▶ **AIM OF THE TASK**: Rewrite every row below with "Quickstart" swapped for "Labeling task", leaving everything else unchanged.
— START DATA EXTRACT —
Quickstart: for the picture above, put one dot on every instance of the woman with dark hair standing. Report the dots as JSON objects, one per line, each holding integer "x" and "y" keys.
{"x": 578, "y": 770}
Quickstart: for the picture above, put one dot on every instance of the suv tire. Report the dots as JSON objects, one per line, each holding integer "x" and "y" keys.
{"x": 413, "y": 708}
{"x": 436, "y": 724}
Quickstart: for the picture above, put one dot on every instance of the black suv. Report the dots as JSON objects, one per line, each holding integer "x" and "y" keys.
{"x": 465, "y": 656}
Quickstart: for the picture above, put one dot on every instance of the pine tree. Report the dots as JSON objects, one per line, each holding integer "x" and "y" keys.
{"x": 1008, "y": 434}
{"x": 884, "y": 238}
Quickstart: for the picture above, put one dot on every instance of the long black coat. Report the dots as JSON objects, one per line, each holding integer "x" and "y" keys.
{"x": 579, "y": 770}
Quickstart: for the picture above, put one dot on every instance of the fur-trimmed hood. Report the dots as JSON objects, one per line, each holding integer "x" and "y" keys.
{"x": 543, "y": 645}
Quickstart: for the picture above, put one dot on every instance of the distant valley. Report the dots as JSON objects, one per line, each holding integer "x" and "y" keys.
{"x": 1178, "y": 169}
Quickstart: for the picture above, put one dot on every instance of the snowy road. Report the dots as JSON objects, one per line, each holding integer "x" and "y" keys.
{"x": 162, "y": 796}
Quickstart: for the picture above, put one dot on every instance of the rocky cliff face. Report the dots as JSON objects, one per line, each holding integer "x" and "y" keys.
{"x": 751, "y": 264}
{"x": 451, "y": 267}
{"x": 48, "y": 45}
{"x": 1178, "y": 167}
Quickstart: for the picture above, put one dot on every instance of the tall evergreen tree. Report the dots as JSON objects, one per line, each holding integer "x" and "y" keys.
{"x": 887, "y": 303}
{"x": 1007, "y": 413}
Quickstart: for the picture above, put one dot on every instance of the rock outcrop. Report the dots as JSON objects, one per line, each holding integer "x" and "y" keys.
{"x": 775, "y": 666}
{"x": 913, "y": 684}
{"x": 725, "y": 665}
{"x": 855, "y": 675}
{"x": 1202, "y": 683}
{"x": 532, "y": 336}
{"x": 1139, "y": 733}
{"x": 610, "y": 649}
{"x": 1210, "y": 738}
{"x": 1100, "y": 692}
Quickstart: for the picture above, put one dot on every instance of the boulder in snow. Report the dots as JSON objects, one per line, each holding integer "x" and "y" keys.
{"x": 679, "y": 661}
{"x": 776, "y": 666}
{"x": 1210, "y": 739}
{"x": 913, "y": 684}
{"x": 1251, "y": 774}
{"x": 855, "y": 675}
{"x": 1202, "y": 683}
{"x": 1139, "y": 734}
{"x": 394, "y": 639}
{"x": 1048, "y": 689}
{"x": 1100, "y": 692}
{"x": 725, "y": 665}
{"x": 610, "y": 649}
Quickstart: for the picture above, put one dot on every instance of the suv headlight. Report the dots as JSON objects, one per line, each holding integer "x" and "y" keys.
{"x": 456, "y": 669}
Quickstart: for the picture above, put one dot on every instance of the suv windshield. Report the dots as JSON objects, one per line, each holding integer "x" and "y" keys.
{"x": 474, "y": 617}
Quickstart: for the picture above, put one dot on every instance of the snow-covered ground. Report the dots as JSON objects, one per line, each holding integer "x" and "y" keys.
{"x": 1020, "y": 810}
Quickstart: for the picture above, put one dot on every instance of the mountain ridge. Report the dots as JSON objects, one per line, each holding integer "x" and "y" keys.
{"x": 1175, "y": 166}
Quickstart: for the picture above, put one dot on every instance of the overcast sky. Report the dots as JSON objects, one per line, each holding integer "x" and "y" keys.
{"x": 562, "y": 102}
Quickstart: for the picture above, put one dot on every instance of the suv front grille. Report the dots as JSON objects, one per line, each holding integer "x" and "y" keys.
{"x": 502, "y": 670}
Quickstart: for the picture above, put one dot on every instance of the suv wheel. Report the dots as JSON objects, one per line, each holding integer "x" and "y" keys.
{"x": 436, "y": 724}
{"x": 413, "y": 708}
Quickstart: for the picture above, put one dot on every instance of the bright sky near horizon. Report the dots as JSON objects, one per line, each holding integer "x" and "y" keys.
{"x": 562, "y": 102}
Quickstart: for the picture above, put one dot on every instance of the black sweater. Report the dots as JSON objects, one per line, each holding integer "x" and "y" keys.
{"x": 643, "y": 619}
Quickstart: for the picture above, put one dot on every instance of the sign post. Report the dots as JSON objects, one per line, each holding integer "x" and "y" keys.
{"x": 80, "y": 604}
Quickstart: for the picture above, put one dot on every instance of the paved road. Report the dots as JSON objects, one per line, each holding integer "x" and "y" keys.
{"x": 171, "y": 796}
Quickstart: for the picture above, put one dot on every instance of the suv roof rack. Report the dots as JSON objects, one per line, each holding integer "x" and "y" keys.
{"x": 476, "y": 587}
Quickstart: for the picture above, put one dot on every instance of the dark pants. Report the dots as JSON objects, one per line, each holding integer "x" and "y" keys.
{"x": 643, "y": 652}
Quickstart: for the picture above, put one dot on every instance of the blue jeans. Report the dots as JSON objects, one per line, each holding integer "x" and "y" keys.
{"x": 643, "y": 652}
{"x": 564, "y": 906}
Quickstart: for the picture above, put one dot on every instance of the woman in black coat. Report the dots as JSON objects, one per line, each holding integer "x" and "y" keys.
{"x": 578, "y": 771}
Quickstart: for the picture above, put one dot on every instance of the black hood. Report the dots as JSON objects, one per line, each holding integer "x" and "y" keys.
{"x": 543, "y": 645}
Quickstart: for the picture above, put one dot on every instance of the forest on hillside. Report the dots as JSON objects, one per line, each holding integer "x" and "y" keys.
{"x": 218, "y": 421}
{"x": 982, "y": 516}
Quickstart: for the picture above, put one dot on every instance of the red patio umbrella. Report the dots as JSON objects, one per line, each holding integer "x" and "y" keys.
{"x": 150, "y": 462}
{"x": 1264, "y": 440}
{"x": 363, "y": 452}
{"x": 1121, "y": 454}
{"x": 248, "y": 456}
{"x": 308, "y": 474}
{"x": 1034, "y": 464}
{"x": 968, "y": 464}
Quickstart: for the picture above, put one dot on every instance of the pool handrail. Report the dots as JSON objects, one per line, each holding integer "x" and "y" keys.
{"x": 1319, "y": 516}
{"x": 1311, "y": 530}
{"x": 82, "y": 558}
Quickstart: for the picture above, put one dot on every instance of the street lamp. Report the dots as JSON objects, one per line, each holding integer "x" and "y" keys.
— END DATA EXTRACT —
▶ **TASK SOLUTION**:
Labeling task: for the picture above, put one dot on every instance of the woman with dark hair standing. Report the dots as JSON objects, one per line, each holding integer "x" and "y" keys.
{"x": 578, "y": 770}
Labeling task: for the picture above, put one dot on every instance of the suv tire. Report the dots as JSON objects, one per line, each holding integer "x" and "y" keys.
{"x": 413, "y": 708}
{"x": 436, "y": 724}
Labeling task: for the picture above, put one dot on every instance of the black suv. Report the dots as JSON objects, one per line, each holding integer "x" and "y" keys.
{"x": 465, "y": 656}
Labeling task: for the picture above, put one dot on every instance of the pine tree. Report the dots as JSON objects, one per line, each holding integer "x" and "y" keys.
{"x": 1008, "y": 434}
{"x": 884, "y": 238}
Labeling task: for the picture above, put one dot on every instance of the long black coat. Report the dots as JSON objects, one per line, each holding integer "x" and "y" keys.
{"x": 579, "y": 770}
Labeling task: for the picture above, put one dot on every instance of the fur-trimmed hood. Report the dots as JSON objects, one per line, each holding integer "x" and "y" keys.
{"x": 543, "y": 645}
Labeling task: for the picture above, put one dot on every instance of the distant valley. Report the dots as JSON objects, one per line, each holding integer "x" and "y" keys.
{"x": 1178, "y": 169}
Labeling task: for the picture above, put one dot on every instance of the snowy road. Report the dots as JSON objects, one per line, each holding integer "x" and "y" keys.
{"x": 162, "y": 796}
Labeling task: for the picture above, put one dot on every instance of the rocky cliff face. Report the dots as JSON objects, one per line, each holding integer "x" and "y" keys.
{"x": 751, "y": 264}
{"x": 451, "y": 267}
{"x": 48, "y": 45}
{"x": 1178, "y": 167}
Labeling task: for the picture above, put one dot on every instance of the tall evergreen tree. Report the dots as JSON objects, one per line, each holding integer "x" and "y" keys.
{"x": 887, "y": 303}
{"x": 1007, "y": 413}
Labeling task: for the picture above, put one dot on every instance of the rock outcrop. Report the dots as JSON objects, one per line, each holding integer "x" and "y" keys.
{"x": 775, "y": 666}
{"x": 913, "y": 684}
{"x": 725, "y": 665}
{"x": 855, "y": 675}
{"x": 1202, "y": 683}
{"x": 532, "y": 336}
{"x": 1139, "y": 733}
{"x": 610, "y": 649}
{"x": 1210, "y": 738}
{"x": 1100, "y": 692}
Labeling task: for the picture above, put one dot on every instance of the boulder in snow. Report the dots as JSON objects, one per line, each holding integer "x" and "y" keys.
{"x": 679, "y": 661}
{"x": 776, "y": 666}
{"x": 1210, "y": 739}
{"x": 913, "y": 684}
{"x": 1251, "y": 774}
{"x": 855, "y": 675}
{"x": 1202, "y": 683}
{"x": 1139, "y": 734}
{"x": 394, "y": 639}
{"x": 1048, "y": 689}
{"x": 1100, "y": 692}
{"x": 725, "y": 665}
{"x": 610, "y": 649}
Labeling task: for the picture above, put one dot on every instance of the suv headlight. Report the dots as JSON objects, one per line, each holding integer "x" and "y" keys.
{"x": 456, "y": 669}
Labeling task: for the picture above, put one dot on every instance of the suv windshield. Report the dots as JSON objects, one per line, each holding integer "x" and "y" keys.
{"x": 474, "y": 617}
Labeling task: for the picture above, put one dot on every instance of the snow-covered ground. Report the dots as JSON objects, one per line, each holding integer "x" and "y" keys.
{"x": 1020, "y": 810}
Labeling task: for the picture above, put one dot on every instance of the mountain ridge. Report the dots as JSON objects, one per line, each holding integer "x" and "y" keys.
{"x": 1175, "y": 166}
Labeling task: for the picture above, put one dot on every instance of the overcast sky. Report the dots as JSON objects, one per line, each holding integer "x" and "y" keys.
{"x": 562, "y": 102}
Labeling task: for the picture above, put one dot on every instance of the suv front grille. Report the dots as JSON objects, one per line, each holding integer "x" and "y" keys.
{"x": 502, "y": 670}
Labeling task: for the picture above, put one dot on every instance of the suv wheel. Report the dots as JSON objects, one per line, each holding integer "x" and "y" keys.
{"x": 436, "y": 724}
{"x": 413, "y": 708}
Labeling task: for the picture above, put one dot on every instance of the bright sky near horizon. Report the dots as JSON objects, one per line, each holding integer "x" and "y" keys.
{"x": 562, "y": 102}
Labeling task: for the picture above, put one dot on every instance of the black sweater. Report the dots as JSON objects, one per line, each holding integer "x" and "y" keys.
{"x": 643, "y": 619}
Labeling task: for the picture above, put one dot on every instance of the sign post. Report the dots as JSON objects, one per line, each holding integer "x" and "y" keys.
{"x": 80, "y": 604}
Labeling task: for the picture above, put one dot on every instance of the paved road. Report the dots as JSON objects, one per line, each holding integer "x" and "y" keys.
{"x": 171, "y": 796}
Labeling task: for the picture above, put one dot on every instance of the suv roof rack. Report the dots as JSON objects, one per line, each holding integer "x" and "y" keys.
{"x": 476, "y": 587}
Labeling task: for the picture above, put one dot on every instance of the dark pants. Report the dots as JSON objects, one per line, each holding integer "x" and "y" keys.
{"x": 643, "y": 652}
Labeling task: for the picture above, put one dot on every instance of the blue jeans. Report the dots as JSON objects, one per line, each holding integer "x" and "y" keys.
{"x": 643, "y": 652}
{"x": 564, "y": 906}
Labeling task: for the picture above, put one dot on every instance of the woman in black coat. Report the dots as JSON objects, one per line, each holding integer "x" and "y" keys.
{"x": 578, "y": 771}
Labeling task: for the picture above, put one dot on every instance of the black hood. Report the dots as JSON objects, one per line, each holding integer "x" and "y" keys.
{"x": 543, "y": 645}
Labeling task: for the picture above, put one dot on every instance of the forest on hillside. Report the dots as JSON objects, one per line, each holding integer "x" and "y" keys.
{"x": 218, "y": 421}
{"x": 982, "y": 516}
Labeling task: for the picture above, put one dot on every instance of the red patio umbrella. Report the dots as JSON objects, one per line, each holding integer "x" and "y" keys.
{"x": 150, "y": 462}
{"x": 1264, "y": 440}
{"x": 363, "y": 452}
{"x": 1121, "y": 454}
{"x": 248, "y": 456}
{"x": 308, "y": 474}
{"x": 1034, "y": 464}
{"x": 968, "y": 464}
Labeling task: for the picture above, put one dot on every instance of the pool handrail. Report the dots as JSON objects, one per line, each holding integer "x" and "y" keys.
{"x": 1319, "y": 516}
{"x": 1311, "y": 530}
{"x": 82, "y": 558}
Labeling task: for the picture above, put one dot on every instance of the street lamp. Report the dots as JSON objects, one per line, each holding integer "x" and "y" keys.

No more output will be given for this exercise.